--- START SOURCE EXTRACT ---

# Want to reboot router from its WebGUI via server



## jamaroney (Aug 24, 2022)

I want to set a cron to have my wireless router regularly reboot via my FreeBSD server. My router doesn't offer telnet or SSH.

I found that when I choose the reboot option on the router's WebGUI (via my Win 10 computers), it then goes to its own internal page (devicemng_rebootinfo.htm) which automatically reboots it.  So, on my Win 10 browsers, after I go to my router's address (192.168.1.2) and enter my username and password. all I have to do is enter "http://192.168.1.2/devicemng_rebootinfo.htm" and the router will automatically reboot.

From my FreeBSD server, is there a command or shell script that would allow me such access?

Sorry if I don't know what other relevant information to include. Any assistance would be appreciated.


----------



## VladiBG (Aug 24, 2022)

You can use curl to send basic auth data and then to open the desire address. But first you will need to dump the login process depending of your website so you can craft the auth. Search in google for "Curl POST With Basic Authentication"

example:


> curl -u "username:_pass" http://192.168.1.2/devicemng_rebootinfo.htm



or in your browser get the request header and dump the auth token then use



> curl http://192.168.1.2/devicemng_rebootinfo.htm -H "Accept: text/html,application/xhtml"  -H "Authorization: Basic {token}"


----------



## jamaroney (Aug 24, 2022)

So, I tried the first example you supplied (with proper username/password) as well as several other options shown on the reqbin website (their "Curl POST With Basic Authentication" page), and all I seem to get is the page source of the devicemng_rebootinfo.htm page. It doesn't reboot the router like it does when I access the page via a browser on my Win10 computers.

Do I need to install/utilize a web browser while I'm trying to accomplish this? I'm not at all knowledgeable about how to do this from a headless server.


----------



## VladiBG (Aug 24, 2022)

--- END SOURCE EXTRACT ---
--- START DATA ROWS ---

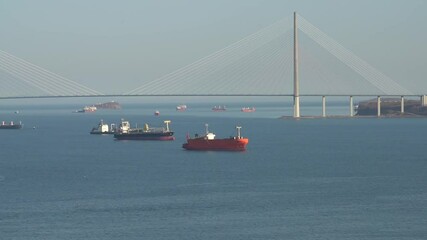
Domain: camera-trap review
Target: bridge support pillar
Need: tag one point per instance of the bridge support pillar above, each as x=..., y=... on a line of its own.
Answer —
x=323, y=106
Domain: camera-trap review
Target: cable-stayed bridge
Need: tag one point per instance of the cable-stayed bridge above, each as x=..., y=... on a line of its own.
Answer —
x=270, y=62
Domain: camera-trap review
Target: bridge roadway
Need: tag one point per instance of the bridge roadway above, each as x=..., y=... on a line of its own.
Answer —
x=423, y=98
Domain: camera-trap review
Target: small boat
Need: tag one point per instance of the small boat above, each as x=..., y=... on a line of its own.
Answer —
x=87, y=109
x=181, y=107
x=103, y=128
x=125, y=132
x=248, y=109
x=10, y=125
x=219, y=108
x=208, y=142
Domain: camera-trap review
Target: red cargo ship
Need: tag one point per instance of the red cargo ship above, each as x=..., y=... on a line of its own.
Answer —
x=209, y=143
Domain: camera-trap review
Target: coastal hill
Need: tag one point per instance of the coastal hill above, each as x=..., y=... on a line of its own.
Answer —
x=391, y=107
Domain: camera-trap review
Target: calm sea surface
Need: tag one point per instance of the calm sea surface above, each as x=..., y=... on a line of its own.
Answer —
x=306, y=179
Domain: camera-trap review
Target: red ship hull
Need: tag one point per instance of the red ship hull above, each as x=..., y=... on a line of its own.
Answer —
x=227, y=144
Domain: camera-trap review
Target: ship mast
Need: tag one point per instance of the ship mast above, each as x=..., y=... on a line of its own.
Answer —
x=296, y=80
x=238, y=131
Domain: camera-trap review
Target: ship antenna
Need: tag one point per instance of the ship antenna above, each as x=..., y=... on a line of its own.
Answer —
x=167, y=125
x=238, y=131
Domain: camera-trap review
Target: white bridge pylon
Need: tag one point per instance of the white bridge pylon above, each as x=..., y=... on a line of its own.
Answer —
x=261, y=64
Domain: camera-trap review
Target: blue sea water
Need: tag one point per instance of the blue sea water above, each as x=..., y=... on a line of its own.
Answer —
x=298, y=179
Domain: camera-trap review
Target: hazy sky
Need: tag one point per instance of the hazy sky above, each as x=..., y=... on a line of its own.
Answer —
x=114, y=46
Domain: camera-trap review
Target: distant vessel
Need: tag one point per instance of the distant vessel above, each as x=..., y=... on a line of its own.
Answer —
x=125, y=132
x=219, y=108
x=87, y=109
x=181, y=107
x=10, y=125
x=209, y=143
x=108, y=105
x=248, y=109
x=103, y=128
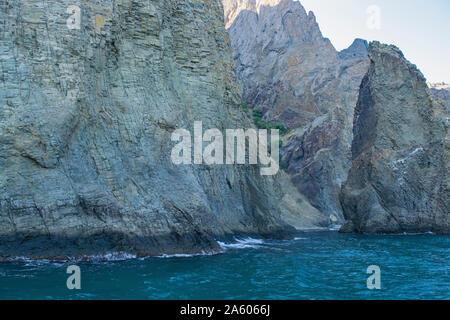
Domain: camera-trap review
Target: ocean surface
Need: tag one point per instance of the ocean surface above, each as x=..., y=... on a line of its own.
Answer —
x=318, y=265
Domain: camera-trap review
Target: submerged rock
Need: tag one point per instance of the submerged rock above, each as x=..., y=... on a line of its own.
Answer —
x=399, y=180
x=86, y=117
x=295, y=75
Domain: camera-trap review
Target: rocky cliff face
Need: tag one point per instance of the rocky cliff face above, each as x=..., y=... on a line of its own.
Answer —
x=399, y=180
x=441, y=91
x=86, y=118
x=295, y=75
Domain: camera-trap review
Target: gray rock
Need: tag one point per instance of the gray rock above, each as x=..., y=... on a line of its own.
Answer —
x=295, y=75
x=86, y=118
x=399, y=180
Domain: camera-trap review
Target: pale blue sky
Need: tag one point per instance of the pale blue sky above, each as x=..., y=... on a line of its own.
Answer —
x=420, y=28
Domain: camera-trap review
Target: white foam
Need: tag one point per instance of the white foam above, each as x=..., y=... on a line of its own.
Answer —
x=242, y=243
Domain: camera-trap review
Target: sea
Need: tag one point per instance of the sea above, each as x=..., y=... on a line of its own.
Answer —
x=312, y=266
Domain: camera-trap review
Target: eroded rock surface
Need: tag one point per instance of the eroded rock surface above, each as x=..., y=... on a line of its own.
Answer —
x=295, y=75
x=399, y=180
x=441, y=91
x=86, y=118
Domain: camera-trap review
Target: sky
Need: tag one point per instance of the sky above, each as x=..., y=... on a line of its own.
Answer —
x=420, y=28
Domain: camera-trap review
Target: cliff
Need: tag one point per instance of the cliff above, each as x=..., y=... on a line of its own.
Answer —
x=296, y=77
x=399, y=180
x=86, y=118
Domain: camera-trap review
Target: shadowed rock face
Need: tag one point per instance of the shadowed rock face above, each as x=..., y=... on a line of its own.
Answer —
x=295, y=75
x=399, y=178
x=86, y=118
x=441, y=91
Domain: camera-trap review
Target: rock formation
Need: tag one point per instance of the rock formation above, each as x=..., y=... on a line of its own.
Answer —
x=86, y=117
x=441, y=91
x=399, y=180
x=295, y=75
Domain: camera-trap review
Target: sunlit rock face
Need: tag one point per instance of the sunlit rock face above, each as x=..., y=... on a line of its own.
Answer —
x=399, y=180
x=86, y=117
x=295, y=75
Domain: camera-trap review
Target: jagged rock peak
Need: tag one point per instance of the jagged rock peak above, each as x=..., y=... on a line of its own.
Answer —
x=232, y=8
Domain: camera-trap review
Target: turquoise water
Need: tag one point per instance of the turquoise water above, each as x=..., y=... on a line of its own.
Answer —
x=314, y=266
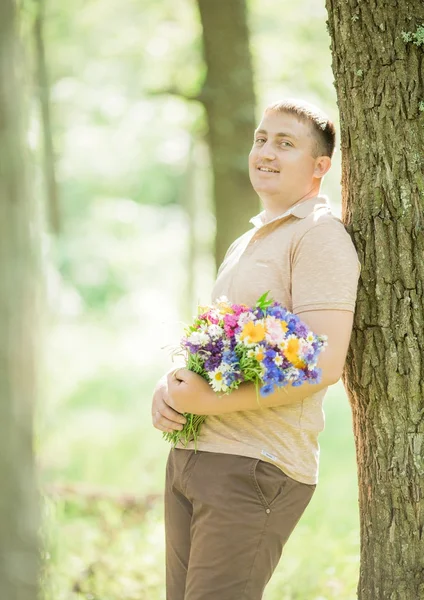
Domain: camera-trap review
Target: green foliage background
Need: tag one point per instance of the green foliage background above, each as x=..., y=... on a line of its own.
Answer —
x=117, y=280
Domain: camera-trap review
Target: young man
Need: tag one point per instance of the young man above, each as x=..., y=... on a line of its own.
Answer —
x=230, y=507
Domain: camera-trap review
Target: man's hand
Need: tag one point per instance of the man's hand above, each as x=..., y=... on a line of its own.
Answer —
x=189, y=392
x=164, y=417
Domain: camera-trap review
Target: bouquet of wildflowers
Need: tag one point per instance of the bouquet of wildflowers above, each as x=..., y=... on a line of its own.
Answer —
x=231, y=343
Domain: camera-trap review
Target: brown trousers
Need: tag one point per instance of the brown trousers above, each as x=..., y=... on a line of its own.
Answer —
x=227, y=518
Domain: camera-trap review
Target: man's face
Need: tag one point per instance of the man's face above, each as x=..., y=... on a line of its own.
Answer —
x=280, y=162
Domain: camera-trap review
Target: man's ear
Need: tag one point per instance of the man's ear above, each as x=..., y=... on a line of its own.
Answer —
x=322, y=166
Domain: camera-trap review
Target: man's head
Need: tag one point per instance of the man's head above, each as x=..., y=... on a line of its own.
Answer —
x=291, y=152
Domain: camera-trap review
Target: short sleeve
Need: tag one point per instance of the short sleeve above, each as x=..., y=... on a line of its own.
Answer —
x=325, y=269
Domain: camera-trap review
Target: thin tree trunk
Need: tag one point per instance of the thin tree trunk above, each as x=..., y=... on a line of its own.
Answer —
x=18, y=504
x=229, y=100
x=43, y=93
x=379, y=78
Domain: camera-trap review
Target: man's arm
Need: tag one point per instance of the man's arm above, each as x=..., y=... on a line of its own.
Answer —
x=190, y=392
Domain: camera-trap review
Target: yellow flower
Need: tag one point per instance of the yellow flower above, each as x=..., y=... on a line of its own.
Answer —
x=291, y=352
x=253, y=332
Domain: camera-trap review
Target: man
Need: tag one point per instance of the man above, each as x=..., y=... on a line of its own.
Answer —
x=230, y=507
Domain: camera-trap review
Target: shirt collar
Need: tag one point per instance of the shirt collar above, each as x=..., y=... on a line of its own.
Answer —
x=300, y=210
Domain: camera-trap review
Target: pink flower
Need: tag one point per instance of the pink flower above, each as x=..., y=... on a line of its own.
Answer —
x=239, y=308
x=230, y=323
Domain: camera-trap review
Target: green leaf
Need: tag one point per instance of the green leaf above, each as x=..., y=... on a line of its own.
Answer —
x=264, y=302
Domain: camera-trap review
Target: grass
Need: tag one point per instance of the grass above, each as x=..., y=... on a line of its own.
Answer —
x=101, y=549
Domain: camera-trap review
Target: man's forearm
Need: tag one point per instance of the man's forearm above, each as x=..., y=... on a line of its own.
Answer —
x=246, y=398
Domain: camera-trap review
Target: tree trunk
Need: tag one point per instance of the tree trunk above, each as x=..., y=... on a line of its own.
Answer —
x=18, y=505
x=229, y=100
x=43, y=93
x=379, y=78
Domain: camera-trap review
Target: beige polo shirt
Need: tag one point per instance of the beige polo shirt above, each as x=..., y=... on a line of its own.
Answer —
x=307, y=260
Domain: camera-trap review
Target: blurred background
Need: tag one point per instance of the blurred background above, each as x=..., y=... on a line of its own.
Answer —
x=127, y=168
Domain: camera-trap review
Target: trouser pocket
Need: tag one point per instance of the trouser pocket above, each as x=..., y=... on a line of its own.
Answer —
x=268, y=481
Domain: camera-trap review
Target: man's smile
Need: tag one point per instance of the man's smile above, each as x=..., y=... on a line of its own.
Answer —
x=264, y=169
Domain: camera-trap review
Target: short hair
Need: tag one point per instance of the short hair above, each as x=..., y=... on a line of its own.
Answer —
x=323, y=130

--- END DATA ROWS ---

SHORT TASK 1 ▸
Rewrite the paragraph that begins "I found that when I choose the reboot option" in the router reboot thread as a short bulleted list that keeps its main facts.
SHORT TASK 2 ▸
In the router reboot thread, what did jamaroney get back after trying the first curl example with the proper username and password?
SHORT TASK 3 ▸
Extend the router reboot thread by writing the reply under its last heading.

OUTPUT 1 ▸
- Choosing reboot in the router's WebGUI from the Win 10 computers leads to an internal page, devicemng_rebootinfo.htm, which reboots the router automatically.
- In a browser, after going to the router's address (192.168.1.2) and entering the username and password, entering "http://192.168.1.2/devicemng_rebootinfo.htm" is enough to reboot the router.

OUTPUT 2 ▸
Only the page source of the devicemng_rebootinfo.htm page. The router did not reboot.

OUTPUT 3 ▸
If you get to the page source then your login process is working. Then you need to view the actual data that you need to POST to that page, it may be FORM post or some .cgi like reboot.cgi . It's easy by recording your browser network activity via developing tools in chrome based browser and observe the request header when you navigate to this page.

Do you need to click some button when you open this page "devicemng_rebootinfo.htm" ?


----------



## jamaroney (Aug 24, 2022)

VladiBG said:


> If you get to the page source then your login process is working. Then you need to view the actual data that you need to POST to that page, it may be FORM post or some .cgi like reboot.cgi . It's easy by recording your browser network activity via developing tools in chrome based browser and observe the request header when you navigate to this page.
> 
> Do you need to click some button when you open this page "devicemng_rebootinfo.htm" ?


No, going to the page automatically reboots the router - it says things to the effect that my router is now rebooting. If I'm working through normal procedures (starting at the router's home page), it's the page that the router directs to when I select "Reboot Router."


----------



## VladiBG (Aug 24, 2022)

Try to record the traffic activity when you click "reboot router" and see what is the actual POST data which you are sending to that page.


----------



## richardtoohey2 (Aug 24, 2022)

When you login with your browser, the web server on the router creates a session. When you navigate to another page in your browser (like the reboot page) the router knows it is still the same session - the same logged-in user - so it does the reboot.

So you can’t just visit the reboot page from the command line - you have to mimic the whole login/session flow (which is what VladiBG is saying).

This might help explain some of the concepts: 








						What are sessions? How do they work?
					

I am just beginning to start learning web application development, using python. I am coming across the terms 'cookies' and 'sessions'. I understand cookies in that they store some info in a key va...




					stackoverflow.com
				




Apologies if you knew all this already.

Should be possible but you’ll have to do the digging to see what exactly your router does.


----------



## jamaroney (Aug 25, 2022)

Thanks for the suggestions. I used Chrome Dev Tools to try to determine what's going on when I get to "devicemng_rebootinfo.htm" (after logging in), but I was unable to come up with anything fruitful.

A lot of time spent unsuccessfully trying to accomplish what I had hoped would be a straightforward task.  Time to move on...

Again, thanks.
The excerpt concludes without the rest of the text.